» **INSTRUCTIONS TO FOLLOW**
Rewrite the material below, changing every "greatly" to "immensely" and leaving everything else unchanged.

» **INFORMATION SUPPLIED**
###
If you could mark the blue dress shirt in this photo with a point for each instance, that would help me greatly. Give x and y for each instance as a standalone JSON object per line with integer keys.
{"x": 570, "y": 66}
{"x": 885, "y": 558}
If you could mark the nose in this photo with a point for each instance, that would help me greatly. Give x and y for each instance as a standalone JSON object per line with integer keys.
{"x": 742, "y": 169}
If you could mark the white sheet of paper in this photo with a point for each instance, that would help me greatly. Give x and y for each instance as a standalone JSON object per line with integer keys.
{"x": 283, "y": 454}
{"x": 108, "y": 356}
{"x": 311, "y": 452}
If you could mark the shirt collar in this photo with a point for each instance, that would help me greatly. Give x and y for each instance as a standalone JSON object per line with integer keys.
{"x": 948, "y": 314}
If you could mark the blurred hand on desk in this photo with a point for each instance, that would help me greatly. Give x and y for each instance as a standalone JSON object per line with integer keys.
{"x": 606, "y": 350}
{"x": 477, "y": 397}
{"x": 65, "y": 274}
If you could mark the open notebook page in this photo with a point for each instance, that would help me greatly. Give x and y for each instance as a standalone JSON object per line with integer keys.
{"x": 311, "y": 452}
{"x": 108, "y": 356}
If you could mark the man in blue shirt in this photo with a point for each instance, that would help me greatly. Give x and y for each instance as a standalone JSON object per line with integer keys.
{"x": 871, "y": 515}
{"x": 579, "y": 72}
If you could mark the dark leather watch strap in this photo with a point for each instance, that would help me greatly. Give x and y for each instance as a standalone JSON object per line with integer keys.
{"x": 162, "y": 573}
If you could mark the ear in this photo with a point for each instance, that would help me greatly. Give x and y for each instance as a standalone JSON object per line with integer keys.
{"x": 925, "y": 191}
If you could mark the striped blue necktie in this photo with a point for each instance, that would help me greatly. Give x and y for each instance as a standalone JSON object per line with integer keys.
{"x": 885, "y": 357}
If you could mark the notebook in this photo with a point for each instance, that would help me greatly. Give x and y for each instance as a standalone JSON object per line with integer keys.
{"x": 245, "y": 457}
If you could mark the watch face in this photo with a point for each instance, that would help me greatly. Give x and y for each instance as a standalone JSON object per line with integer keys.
###
» **SOLUTION TO THE EXERCISE**
If you could mark the blue dress shirt in this photo with a point for each instance, that would help me immensely. Give x and y for each instance as a standalone JSON object per line with integer keys.
{"x": 570, "y": 66}
{"x": 885, "y": 558}
If you could mark the nose in this photo with a point for each instance, that would help me immensely. Give x and y for each instance as a standalone JSON object per line with integer keys.
{"x": 742, "y": 169}
If you could mark the white sheet of paper in this photo with a point for each instance, that would help me immensely. Give x and y for each instance as a standalone JSON object per line with integer keys.
{"x": 283, "y": 454}
{"x": 108, "y": 356}
{"x": 311, "y": 452}
If you could mark the shirt collar in this photo with a point for each instance, that would help me immensely. Give x and y for each instance as a standalone JSON object per line with integer keys.
{"x": 948, "y": 314}
If you could mark the blurred hand on desk in this photo with a point for each instance, that would help me immensely. Give x and y for each instance as a standalone JSON object per line with integer keys.
{"x": 606, "y": 350}
{"x": 477, "y": 397}
{"x": 65, "y": 274}
If you could mark the open notebook page in this photo with a point for each instance, that would help me immensely. Give x and y for each instance as a standalone JSON object per line with integer keys.
{"x": 311, "y": 452}
{"x": 108, "y": 356}
If you could mark the man in blue shirt in this photo with a point for each instance, that would help me immensely. Give x and y for each instance as a standalone JSON object per line with integer keys.
{"x": 871, "y": 515}
{"x": 579, "y": 72}
If you could mark the dark leather watch strap in this photo with a point for each instance, that would help me immensely. Give x and y for each instance as a standalone JSON object per line with integer keys.
{"x": 162, "y": 573}
If you could mark the ear in this photo with a point for each instance, that would help me immensely. Give x and y for each instance as a standalone JSON object per line with integer keys.
{"x": 925, "y": 191}
If you could mark the striped blue necktie in this photo with a point for each instance, that would help me immensely. Give x and y for each instance as a standalone JSON object per line with integer keys.
{"x": 885, "y": 357}
If you could mark the notebook in this photo with a point for each instance, that would help me immensely. Give x and y for each instance as a standalone JSON object per line with integer keys.
{"x": 245, "y": 457}
If you could mark the watch face in this photo with a point for each instance, that would help me immensely. Give x and y for each instance as a standalone JSON object per line with integer keys.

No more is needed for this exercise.